- Description of the task -
Copy every entry word for word, but skip the pictures.

- Supplied records -
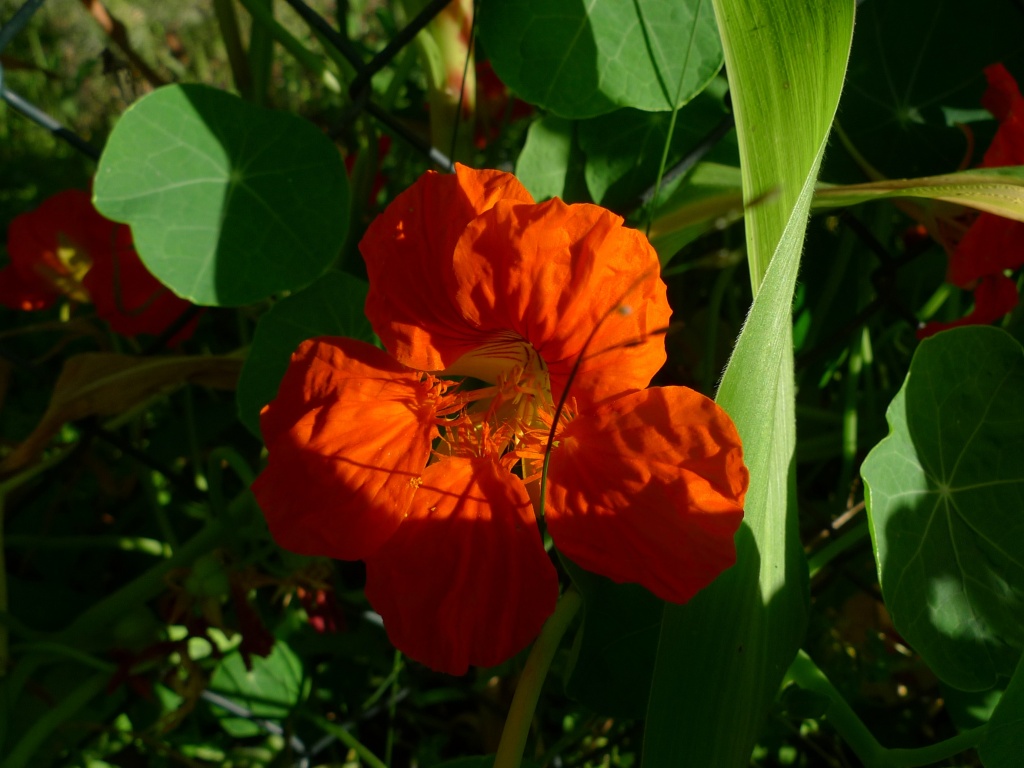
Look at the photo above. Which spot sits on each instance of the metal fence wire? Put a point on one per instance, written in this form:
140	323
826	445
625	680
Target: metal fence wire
359	90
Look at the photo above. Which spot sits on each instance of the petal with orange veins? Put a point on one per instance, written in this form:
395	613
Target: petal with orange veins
1004	99
348	436
465	580
571	281
649	488
44	242
409	250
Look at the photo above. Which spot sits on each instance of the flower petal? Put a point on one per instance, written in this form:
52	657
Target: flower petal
553	273
649	488
24	292
994	297
991	245
408	250
35	240
465	580
349	434
126	294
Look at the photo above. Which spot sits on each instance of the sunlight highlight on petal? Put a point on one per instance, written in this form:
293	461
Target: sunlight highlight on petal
349	434
649	488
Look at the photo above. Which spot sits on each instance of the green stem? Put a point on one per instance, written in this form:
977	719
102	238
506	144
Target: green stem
527	692
261	14
125	543
215	475
228	22
855	364
806	674
260	56
392	707
104	612
350	741
33	738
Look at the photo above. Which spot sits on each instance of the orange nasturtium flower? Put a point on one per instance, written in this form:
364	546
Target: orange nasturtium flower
67	248
425	461
992	244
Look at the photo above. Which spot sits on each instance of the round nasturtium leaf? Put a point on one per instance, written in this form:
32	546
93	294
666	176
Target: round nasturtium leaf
582	59
331	306
228	203
945	494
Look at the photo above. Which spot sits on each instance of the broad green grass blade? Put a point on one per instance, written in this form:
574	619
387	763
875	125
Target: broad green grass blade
722	656
998	190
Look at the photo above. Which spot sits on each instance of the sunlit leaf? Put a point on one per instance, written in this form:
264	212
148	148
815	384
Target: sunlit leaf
998	190
228	203
722	656
546	161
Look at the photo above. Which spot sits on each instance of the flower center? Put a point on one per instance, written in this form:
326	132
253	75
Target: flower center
510	419
66	267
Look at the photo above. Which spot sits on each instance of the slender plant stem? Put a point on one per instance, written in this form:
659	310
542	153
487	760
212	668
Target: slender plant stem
41	729
806	674
527	692
228	20
366	755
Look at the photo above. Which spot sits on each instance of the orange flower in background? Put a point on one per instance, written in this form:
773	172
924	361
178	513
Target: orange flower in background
67	248
992	244
425	461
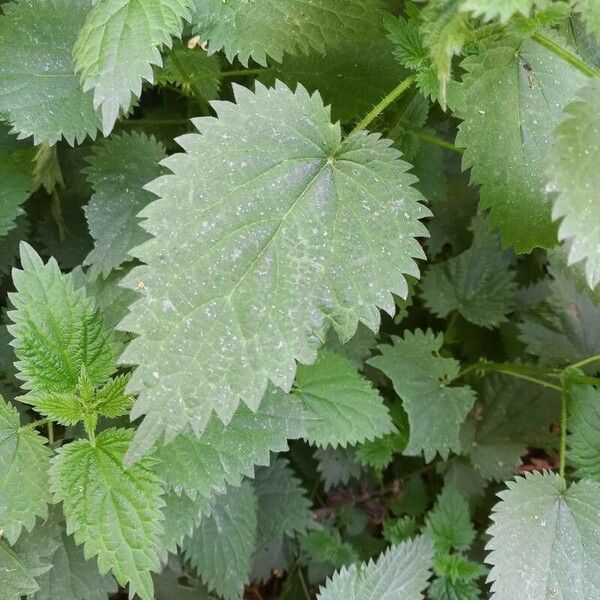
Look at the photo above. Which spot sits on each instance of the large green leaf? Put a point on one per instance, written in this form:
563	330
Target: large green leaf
226	453
72	577
584	425
544	539
113	511
477	283
117	46
577	175
271	27
514	100
24	462
401	573
343	407
119	169
39	90
220	550
270	228
57	330
420	377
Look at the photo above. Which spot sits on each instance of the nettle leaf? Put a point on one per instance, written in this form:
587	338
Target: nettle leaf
541	527
16	174
576	175
565	331
584	425
193	70
273	27
24	462
400	573
29	559
270	228
39	90
226	453
336	466
117	46
477	283
343	406
420	377
590	15
449	523
119	168
355	76
220	550
15	577
503	10
72	577
514	99
57	330
283	508
116	514
510	416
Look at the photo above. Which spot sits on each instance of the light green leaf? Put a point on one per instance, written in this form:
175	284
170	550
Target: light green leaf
116	514
514	99
39	90
449	523
220	550
15	578
224	454
353	78
584	425
270	228
510	416
567	329
420	377
477	283
336	466
24	462
56	330
283	508
74	578
191	69
117	46
590	15
30	558
119	169
16	170
343	406
577	175
544	539
400	573
272	27
502	9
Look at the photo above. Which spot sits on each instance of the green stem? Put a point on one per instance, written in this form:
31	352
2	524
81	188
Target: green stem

- Solved exercise -
Look at the photo above. Which spot sits on each instance of the metal fence wire? Put a point on one per instance, written in this form:
140	323
826	445
625	680
Target: metal fence wire
359	90
Look at the photo above. Which spot sits on each instance of the petal with orange veins? Put a point on one per instance, written in this form:
395	613
Target: petal with orange veins
1004	99
348	436
465	580
571	281
649	488
44	242
409	250
Look at the photo above. Which spot sits on each instance of the flower petal? Put a point on one per instance, written in this form:
52	657
Target: flower petal
553	273
649	488
24	292
994	297
991	245
408	250
35	240
465	580
349	434
126	294
Look at the photo above. Which spot sits on each instance of the sunlight highlight on petal? Put a point on one per instance, written in this form:
293	461
Target: sunlight highlight on petal
349	434
649	488
Look at the photo above. Which spot sits on each instance of the green stem? Put a point on one per instance, written in this form:
977	719
102	238
506	144
Target: green stem
527	692
261	14
125	543
215	475
228	22
855	364
806	674
260	56
392	707
104	612
350	741
33	738
Look at the photo above. Which spot sits on each instance of the orange nasturtium flower? Put a point on one per instance, written in this form:
364	546
Target: orange nasturtium flower
67	248
425	461
992	244
Look at the photo above. Which spot sits on each instance of the round nasturtium leaf? Put a point on one per instance, written in this form:
32	546
93	294
666	176
Target: round nasturtium leaf
582	59
331	306
228	203
945	494
Look at the photo above. Which spot sits on each instance of the broad green grass blade? Put a point on one per instance, written in this form:
574	619
387	763
875	125
Target: broad green grass blade
722	656
998	190
Look at the photo above. Which spot sits on each instance of the sunlit leaf? Put a point on one per instance, written in this form:
264	212
148	148
815	384
Target: sunlit leaf
998	190
228	203
722	656
546	161
Look at the photo above. Which spot sits on each instance of the flower center? Put a point on one per instance, written in this form:
326	132
253	75
Target: flower center
510	419
66	267
Look at the photo above. Which spot sits on each instance of the slender plant stem? Put a point on one per instance, written in this form:
659	310
542	153
487	760
212	668
Target: slender plant stem
41	729
806	674
527	692
228	20
366	755
Look at the photo above. Which spot sits on each instance of the orange flower in background? Put a point on one per instance, written in this form:
773	172
924	361
178	513
Target: orange flower in background
67	248
992	244
425	461
Look at the photo above. Which spot sits on each instance of the large green leaf? Put a point on one per instance, written in this form:
563	330
Target: large green leaf
226	453
72	577
584	425
544	539
113	511
477	283
117	46
577	175
271	27
514	100
24	462
401	573
343	407
119	169
39	90
220	550
270	228
57	330
420	377
Look at the photo above. Which spot sits on each instance of the nettle leaf? Put a point on one per instance, written in this form:
587	338
Target: nettle leaf
541	527
16	174
576	175
565	331
584	425
193	70
273	27
24	462
400	573
29	559
270	228
39	90
226	453
336	466
117	46
477	283
343	406
420	377
590	15
449	523
119	168
355	76
220	550
15	577
503	10
72	577
514	99
57	330
283	508
116	514
510	416
Look at the photo above. Which spot sits on each instance of the light green leaf? Put a point on one per instance, written in this form:
175	284
170	550
Target: light green leaf
116	514
514	99
39	90
449	523
220	550
15	578
224	454
353	78
584	425
270	228
510	416
567	329
420	377
477	283
336	466
24	462
56	330
283	508
74	578
191	69
117	46
590	15
30	558
119	169
16	170
343	406
577	175
544	539
400	573
272	27
502	9
Look at the photo above. Which spot sits on each instance of the green stem? Put a point on one per instance, written in this form:
31	352
2	524
81	188
Target: green stem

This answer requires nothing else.